## WRITTEN EXERCISE 1:
List, in chronological order, each distinct year that appears in the biography of Stanley Connors below.
---------- PAGE ----------
- Born: 8 April 1912 Calcutta, British India (now India)
- Died: 18 August 1940 (aged 28) Wallington, Surrey, United Kingdom
- Burial place: North Berwick Cemetery, United Kingdom
- Military career
- Allegiance: United Kingdom
- Branch: Royal Air Force
- Service years: 1937–1940
- Rank: Flight Lieutenant
- Unit: No. 111 Squadron
- Conflicts: Second World War Battle of France; Battle of Britain;
- Awards: Distinguished Flying Cross & Bar

= Stanley Connors =

British flying ace of WWII

Stanley Connors, (8 April 1912 – 18 August 1940) was a British flying ace who served with the Royal Air Force (RAF) during the Second World War. He was credited with having shot down at least twelve aircraft.

Born in Calcutta in British India, Connors joined the RAF in 1937 having previously served with the Royal Auxiliary Air Force, and its precursor, the Special Reserve of the RAF. He was posted to No. 111 Squadron in June 1938, and flew Hawker Hurricane fighters. During the Battle of France, he shot down six German aircraft in the space of two days, for which he was awarded the Distinguished Flying Cross. He destroyed several more aircraft during the subsequent Battle of Britain, but was shot down and killed immediately after claiming his final aerial victory on what is now known as The Hardest Day.

==Early life==
Stanley Dudley Pierce Connors was born at Calcutta, in British India, on 8 April 1912, the son of Pierce and Norah Connors. He was educated in Darjeeling, at St Paul's School, but subsequently went to England, where the Connors family had a home.
---------- STORED RECORDS ----------
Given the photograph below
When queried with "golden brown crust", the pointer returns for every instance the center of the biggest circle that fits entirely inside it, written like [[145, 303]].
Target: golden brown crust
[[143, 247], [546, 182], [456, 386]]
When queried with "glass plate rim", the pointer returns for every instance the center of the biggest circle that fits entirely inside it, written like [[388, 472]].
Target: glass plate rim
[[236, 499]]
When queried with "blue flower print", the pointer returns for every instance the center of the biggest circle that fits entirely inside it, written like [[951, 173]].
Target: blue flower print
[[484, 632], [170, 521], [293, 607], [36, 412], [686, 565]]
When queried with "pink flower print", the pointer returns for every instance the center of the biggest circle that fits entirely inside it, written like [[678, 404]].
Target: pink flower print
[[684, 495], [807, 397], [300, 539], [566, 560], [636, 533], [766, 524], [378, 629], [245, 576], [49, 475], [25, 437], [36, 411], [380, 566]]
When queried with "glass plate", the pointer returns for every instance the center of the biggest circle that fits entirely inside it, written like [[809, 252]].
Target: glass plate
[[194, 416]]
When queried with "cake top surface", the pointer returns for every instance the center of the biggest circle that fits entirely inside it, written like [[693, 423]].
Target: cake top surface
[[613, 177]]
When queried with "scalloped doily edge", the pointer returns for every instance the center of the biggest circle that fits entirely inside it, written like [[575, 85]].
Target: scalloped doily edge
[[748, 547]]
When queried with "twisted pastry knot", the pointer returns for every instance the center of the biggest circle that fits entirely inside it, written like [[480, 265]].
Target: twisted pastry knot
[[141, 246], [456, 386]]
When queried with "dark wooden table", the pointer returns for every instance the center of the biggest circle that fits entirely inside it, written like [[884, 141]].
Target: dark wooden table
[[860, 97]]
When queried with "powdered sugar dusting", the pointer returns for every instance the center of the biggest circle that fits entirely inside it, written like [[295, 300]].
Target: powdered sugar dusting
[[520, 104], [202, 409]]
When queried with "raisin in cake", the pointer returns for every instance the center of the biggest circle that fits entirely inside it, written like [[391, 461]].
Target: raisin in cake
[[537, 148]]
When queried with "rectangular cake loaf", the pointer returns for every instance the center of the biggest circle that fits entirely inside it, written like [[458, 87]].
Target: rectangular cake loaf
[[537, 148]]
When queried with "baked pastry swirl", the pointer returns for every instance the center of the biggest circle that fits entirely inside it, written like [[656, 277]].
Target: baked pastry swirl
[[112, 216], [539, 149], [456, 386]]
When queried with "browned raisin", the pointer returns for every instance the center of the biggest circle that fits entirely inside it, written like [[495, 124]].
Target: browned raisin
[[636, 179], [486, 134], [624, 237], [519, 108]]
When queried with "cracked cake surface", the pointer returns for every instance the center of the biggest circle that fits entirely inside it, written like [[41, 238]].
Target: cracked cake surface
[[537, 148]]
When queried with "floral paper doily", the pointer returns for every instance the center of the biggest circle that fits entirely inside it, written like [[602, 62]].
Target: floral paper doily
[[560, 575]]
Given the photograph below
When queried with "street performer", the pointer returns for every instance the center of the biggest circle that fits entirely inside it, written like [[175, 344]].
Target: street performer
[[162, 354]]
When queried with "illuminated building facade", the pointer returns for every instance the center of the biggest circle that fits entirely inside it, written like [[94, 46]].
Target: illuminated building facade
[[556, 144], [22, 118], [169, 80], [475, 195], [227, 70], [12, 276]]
----------
## WRITTEN EXERCISE 2:
In the entries, edit the lines from the one containing "like [[678, 404]]." up to and including the one containing "[[141, 246], [456, 386]]", replacing "Target" with "Query" and leaving everything else unchanged. Return only those lines.

## RESULT 1:
1912, 1937, 1938, 1940

## RESULT 2:
When queried with "pink flower print", the pointer returns for every instance the center of the biggest circle that fits entirely inside it, written like [[678, 404]].
Query: pink flower print
[[684, 495], [807, 397], [300, 539], [566, 560], [636, 533], [766, 524], [378, 629], [245, 576], [49, 475], [25, 437], [36, 411], [380, 566]]
When queried with "glass plate", the pointer returns for every instance the center of the biggest circle that fits entirely inside it, written like [[809, 252]].
Query: glass plate
[[194, 416]]
When queried with "cake top surface", the pointer returns for every instance the center of the biggest circle that fits entirely inside it, written like [[693, 423]].
Query: cake top surface
[[613, 177]]
When queried with "scalloped doily edge", the pointer returns for every instance the center of the biggest circle that fits entirely inside it, written like [[575, 85]].
Query: scalloped doily edge
[[748, 547]]
When queried with "twisted pastry knot", the pointer returns for every instance the center of the biggest circle that fits entirely inside it, written like [[480, 265]].
Query: twisted pastry knot
[[141, 246], [456, 386]]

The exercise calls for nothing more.